#### Tarefa proposta
No trecho abaixo sobre Hoffmann, quais são as duas manifestações literárias de grande divulgação em que a literatura fantástica dele tem ecos?

#### Trecho citado
============
A SIMBOLOGIA DO OLHAR
NO CONTO DER SANDMANN DE E.T. A. HOFFMANN

Valburga Huber (UFRJ)

Entre os grandes românticos alemães como os irmãos Schlegel, Novalis, Thiek, Brentano, Achim von Arnim e Eichendorf, Hoffmann, é, sem dúvida, o representante mais genuíno de uma vertente diferente do movimento. Sua literatura fantástica tem ecos até a atualidade, no surrealismo e no realismo mágico sul americano, por exemplo, para nos limitarmos a apenas duas manifestações literárias de grande divulgação.
============
[Trechos de um conjunto de dados de anotação de localização]
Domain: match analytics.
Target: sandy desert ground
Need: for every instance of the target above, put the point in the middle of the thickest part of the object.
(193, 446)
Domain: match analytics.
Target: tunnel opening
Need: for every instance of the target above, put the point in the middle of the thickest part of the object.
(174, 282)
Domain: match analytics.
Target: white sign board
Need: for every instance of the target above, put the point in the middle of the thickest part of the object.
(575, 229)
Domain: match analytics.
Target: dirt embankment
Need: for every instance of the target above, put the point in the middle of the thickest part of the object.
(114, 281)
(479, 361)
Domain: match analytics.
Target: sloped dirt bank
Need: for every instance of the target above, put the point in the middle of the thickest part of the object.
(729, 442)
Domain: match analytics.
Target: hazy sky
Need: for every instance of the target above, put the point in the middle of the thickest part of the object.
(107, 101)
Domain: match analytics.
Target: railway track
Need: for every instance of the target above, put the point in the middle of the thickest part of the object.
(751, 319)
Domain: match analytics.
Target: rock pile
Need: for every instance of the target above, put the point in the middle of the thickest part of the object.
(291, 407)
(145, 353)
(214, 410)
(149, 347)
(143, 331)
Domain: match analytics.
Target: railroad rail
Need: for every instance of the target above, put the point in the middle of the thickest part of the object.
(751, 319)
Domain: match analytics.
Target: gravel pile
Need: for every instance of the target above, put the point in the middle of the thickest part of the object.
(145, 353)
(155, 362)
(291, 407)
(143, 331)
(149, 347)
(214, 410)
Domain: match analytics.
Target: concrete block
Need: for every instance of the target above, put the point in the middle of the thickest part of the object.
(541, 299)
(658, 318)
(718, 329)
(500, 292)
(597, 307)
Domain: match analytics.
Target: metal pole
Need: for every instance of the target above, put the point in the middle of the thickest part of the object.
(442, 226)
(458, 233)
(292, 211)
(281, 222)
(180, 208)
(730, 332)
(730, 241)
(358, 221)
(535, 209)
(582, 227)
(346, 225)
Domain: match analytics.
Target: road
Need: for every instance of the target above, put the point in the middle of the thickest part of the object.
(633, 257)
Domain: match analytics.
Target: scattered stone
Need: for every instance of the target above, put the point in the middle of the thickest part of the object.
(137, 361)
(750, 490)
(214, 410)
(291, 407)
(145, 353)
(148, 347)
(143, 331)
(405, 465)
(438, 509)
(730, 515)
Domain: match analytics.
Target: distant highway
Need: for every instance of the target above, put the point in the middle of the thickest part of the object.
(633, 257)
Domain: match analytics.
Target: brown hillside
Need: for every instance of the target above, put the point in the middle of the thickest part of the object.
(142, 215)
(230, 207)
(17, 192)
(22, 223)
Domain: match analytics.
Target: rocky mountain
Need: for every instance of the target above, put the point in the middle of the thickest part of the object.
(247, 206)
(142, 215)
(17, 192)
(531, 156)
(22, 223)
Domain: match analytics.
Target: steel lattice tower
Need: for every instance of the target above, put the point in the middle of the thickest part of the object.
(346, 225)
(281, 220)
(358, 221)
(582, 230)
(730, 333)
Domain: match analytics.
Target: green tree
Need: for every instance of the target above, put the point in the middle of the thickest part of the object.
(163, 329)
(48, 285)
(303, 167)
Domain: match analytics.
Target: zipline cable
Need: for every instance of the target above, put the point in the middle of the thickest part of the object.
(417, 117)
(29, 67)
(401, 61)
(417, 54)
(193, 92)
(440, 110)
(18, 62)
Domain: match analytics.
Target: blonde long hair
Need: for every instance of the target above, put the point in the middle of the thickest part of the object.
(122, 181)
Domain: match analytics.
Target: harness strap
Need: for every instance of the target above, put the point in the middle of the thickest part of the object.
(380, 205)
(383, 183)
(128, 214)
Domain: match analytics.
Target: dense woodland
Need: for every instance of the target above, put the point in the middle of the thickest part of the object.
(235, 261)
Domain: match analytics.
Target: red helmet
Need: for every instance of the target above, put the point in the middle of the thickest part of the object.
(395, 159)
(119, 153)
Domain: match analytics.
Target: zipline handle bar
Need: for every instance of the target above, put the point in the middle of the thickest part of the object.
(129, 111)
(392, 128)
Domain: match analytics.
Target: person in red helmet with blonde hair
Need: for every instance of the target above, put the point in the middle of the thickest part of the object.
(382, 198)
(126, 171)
============
#### Resposta à tarefa
No surrealismo e no realismo mágico da América do Sul.